• **What to produce**: Report each line below that contains the word "chiquita", copying every such line in full.

* BEGIN *

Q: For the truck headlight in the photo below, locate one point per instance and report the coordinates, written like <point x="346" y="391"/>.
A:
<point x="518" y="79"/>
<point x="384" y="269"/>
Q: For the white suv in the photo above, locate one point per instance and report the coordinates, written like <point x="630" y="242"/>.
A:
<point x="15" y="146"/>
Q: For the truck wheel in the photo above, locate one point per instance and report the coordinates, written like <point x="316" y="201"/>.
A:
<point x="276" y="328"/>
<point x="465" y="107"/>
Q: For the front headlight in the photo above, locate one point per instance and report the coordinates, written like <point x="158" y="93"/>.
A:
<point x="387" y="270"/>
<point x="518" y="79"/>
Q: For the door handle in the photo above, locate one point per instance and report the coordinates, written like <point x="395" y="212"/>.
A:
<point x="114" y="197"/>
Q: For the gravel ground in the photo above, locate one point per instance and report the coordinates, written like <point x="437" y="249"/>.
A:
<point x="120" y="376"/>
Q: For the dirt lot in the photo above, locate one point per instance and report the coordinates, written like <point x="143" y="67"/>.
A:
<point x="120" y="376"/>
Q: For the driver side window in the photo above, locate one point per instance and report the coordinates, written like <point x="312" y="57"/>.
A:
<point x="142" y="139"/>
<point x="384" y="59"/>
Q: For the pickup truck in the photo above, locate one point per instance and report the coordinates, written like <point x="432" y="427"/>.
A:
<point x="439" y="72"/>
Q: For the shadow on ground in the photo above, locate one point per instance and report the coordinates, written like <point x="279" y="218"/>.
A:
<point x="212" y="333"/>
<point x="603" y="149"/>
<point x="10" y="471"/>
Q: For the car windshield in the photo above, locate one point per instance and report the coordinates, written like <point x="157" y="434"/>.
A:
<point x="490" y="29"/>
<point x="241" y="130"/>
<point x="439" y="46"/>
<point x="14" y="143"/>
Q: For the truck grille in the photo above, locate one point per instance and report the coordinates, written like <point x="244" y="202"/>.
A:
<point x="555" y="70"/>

* END *
* BEGIN *

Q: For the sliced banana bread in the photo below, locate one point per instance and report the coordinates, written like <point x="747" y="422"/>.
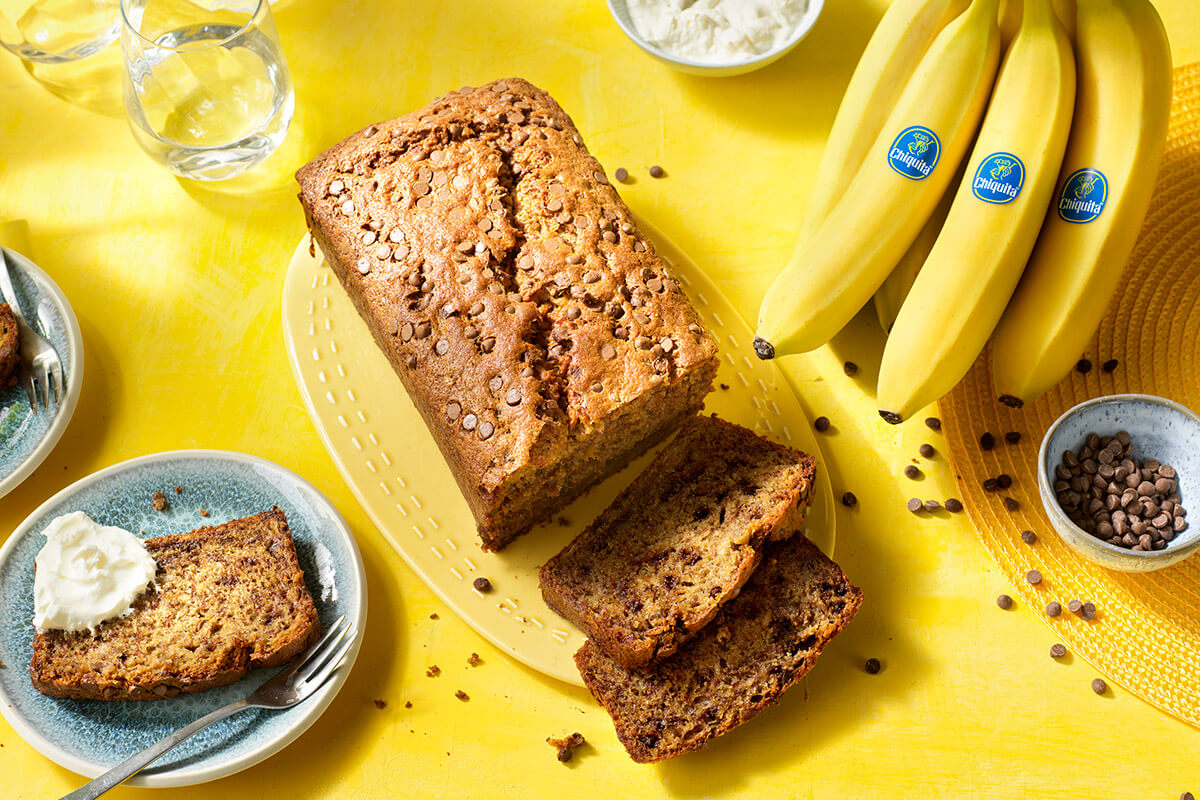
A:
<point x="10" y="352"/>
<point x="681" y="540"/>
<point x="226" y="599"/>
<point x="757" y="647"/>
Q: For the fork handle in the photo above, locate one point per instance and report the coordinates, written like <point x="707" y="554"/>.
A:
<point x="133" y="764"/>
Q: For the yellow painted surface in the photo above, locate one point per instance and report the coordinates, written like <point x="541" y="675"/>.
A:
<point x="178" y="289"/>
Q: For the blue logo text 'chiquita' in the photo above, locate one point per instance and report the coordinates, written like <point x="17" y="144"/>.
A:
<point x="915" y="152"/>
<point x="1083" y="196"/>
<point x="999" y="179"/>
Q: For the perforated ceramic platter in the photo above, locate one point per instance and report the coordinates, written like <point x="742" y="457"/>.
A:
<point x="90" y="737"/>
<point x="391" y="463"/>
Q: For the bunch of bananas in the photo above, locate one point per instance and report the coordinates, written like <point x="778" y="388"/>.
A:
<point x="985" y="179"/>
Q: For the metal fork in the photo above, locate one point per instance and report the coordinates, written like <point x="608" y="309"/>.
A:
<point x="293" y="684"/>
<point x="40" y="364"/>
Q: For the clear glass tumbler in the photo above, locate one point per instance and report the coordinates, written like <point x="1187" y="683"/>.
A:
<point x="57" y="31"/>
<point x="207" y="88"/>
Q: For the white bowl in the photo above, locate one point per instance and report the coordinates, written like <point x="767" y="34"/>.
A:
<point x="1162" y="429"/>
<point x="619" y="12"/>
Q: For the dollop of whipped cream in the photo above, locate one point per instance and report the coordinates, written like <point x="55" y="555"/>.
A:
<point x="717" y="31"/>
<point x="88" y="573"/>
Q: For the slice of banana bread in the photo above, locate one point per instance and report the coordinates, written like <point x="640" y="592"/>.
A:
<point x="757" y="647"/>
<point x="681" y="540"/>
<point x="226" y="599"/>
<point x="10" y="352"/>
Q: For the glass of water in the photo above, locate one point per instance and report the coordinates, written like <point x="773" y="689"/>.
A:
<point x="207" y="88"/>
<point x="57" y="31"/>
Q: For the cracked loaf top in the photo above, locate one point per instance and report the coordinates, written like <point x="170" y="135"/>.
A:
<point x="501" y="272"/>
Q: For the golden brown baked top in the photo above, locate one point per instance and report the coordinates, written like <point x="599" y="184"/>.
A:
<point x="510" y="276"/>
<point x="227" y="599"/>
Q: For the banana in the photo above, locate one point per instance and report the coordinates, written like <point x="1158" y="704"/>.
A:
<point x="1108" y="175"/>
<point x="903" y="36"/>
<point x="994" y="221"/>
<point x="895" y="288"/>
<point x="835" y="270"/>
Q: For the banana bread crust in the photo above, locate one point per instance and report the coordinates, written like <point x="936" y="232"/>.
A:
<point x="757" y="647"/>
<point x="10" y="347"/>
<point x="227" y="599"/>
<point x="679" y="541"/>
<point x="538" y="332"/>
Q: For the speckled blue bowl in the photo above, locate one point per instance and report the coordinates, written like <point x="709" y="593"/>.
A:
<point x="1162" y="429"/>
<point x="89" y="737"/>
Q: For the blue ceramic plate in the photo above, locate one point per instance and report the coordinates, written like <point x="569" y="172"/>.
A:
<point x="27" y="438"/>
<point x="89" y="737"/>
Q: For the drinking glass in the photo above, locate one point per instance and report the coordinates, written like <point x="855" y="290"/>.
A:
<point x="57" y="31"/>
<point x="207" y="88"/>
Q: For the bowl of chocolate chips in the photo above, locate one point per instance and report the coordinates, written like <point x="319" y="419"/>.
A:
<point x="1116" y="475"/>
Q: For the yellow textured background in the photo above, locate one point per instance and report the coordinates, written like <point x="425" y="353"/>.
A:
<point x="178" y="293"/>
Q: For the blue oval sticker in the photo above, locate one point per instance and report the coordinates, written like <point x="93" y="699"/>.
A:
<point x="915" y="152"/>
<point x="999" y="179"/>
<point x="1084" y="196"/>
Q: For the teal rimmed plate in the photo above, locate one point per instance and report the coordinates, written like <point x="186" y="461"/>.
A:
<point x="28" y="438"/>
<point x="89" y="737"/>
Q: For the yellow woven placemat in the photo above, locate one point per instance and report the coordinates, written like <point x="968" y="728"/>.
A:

* END *
* BEGIN *

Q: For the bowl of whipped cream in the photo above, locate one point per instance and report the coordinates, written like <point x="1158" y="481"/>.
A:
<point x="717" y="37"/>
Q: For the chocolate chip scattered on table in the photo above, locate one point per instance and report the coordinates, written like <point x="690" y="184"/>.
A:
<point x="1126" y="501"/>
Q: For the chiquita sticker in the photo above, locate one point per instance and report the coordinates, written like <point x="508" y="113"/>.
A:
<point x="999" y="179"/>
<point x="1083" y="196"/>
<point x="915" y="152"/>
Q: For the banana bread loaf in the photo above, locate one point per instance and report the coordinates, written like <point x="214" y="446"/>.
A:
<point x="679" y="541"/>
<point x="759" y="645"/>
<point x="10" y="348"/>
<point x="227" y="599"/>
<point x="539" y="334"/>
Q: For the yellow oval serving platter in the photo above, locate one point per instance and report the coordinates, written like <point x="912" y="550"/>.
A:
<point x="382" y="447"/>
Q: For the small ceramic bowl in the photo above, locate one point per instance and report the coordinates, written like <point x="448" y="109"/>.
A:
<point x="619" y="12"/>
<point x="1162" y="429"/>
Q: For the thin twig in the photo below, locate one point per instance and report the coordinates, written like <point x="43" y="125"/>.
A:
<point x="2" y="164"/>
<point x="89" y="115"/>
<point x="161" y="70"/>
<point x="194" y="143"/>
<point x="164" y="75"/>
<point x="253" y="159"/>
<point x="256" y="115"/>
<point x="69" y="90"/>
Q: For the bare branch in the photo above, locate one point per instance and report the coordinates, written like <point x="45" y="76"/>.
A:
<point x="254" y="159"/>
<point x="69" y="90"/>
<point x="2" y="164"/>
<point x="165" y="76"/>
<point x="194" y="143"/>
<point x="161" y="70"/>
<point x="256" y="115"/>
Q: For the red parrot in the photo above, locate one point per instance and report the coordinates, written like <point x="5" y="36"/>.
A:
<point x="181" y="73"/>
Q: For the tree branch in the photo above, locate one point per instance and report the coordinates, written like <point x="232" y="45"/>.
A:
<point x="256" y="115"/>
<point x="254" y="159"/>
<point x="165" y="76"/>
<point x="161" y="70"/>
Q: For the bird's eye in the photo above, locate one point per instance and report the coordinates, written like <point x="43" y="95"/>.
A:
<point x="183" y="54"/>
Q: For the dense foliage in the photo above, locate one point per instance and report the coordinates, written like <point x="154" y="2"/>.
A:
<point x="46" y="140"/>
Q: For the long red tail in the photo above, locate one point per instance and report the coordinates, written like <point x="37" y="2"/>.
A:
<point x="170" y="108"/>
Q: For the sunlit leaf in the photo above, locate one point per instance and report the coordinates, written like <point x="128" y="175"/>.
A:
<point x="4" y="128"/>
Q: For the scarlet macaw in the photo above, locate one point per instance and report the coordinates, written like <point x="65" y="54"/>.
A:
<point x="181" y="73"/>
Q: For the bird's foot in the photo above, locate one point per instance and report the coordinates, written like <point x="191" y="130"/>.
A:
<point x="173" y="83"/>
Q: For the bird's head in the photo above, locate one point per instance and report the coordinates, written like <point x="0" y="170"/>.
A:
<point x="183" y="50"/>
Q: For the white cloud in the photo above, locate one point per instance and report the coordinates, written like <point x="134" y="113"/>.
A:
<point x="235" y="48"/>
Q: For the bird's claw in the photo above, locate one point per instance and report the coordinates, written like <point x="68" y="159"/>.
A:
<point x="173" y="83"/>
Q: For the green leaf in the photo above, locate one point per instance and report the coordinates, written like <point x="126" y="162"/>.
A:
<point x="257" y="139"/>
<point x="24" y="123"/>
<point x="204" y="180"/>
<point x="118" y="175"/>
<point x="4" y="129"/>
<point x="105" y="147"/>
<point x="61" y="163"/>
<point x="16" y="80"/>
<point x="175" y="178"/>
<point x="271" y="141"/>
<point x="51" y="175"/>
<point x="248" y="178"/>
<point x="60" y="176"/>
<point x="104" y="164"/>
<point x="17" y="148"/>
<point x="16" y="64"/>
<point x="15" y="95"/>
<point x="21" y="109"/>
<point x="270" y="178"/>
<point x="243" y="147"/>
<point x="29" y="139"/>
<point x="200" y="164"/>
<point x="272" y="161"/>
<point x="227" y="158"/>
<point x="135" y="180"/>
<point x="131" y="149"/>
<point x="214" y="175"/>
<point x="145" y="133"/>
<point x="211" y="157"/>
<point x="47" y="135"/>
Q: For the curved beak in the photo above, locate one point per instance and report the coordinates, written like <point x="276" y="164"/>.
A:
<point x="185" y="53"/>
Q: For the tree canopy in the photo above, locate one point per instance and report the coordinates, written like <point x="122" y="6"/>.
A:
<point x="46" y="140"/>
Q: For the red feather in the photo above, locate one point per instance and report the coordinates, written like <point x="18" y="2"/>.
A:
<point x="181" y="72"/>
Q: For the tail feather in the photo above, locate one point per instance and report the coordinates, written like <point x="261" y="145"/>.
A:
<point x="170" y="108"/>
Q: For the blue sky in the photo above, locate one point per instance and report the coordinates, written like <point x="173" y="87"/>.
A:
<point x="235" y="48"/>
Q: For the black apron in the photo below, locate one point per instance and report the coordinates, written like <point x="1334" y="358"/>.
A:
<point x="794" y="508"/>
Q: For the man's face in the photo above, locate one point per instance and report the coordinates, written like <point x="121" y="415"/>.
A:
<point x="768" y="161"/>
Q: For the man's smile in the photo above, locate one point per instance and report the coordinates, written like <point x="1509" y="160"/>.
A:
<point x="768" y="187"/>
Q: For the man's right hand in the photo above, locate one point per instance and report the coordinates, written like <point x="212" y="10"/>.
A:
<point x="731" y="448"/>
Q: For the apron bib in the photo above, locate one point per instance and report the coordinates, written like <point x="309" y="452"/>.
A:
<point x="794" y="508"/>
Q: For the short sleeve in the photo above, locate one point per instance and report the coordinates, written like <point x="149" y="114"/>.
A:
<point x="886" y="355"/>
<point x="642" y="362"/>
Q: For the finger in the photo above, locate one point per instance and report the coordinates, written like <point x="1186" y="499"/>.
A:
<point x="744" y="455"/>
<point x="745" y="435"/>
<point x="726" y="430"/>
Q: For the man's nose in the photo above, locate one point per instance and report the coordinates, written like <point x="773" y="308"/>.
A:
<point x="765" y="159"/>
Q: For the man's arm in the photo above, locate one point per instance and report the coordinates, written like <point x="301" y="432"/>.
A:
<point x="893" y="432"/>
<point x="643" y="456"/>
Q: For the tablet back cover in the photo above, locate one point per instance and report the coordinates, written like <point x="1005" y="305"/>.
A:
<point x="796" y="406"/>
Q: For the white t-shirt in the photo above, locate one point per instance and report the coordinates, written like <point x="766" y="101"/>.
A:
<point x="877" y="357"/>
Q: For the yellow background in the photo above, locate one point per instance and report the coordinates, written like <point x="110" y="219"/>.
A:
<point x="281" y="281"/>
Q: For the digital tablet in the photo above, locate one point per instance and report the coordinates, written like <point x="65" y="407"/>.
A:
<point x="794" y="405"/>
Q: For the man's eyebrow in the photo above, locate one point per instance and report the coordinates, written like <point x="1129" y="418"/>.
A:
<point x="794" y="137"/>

* END *

• **Finished answer**:
Q: For the blue logo text 'chiquita' in the photo above, locate one point per instance and report the coordinates, written like <point x="17" y="144"/>.
Q: For the chiquita sticker in the photo above, locate one point per instance and report the coordinates, written like <point x="508" y="113"/>.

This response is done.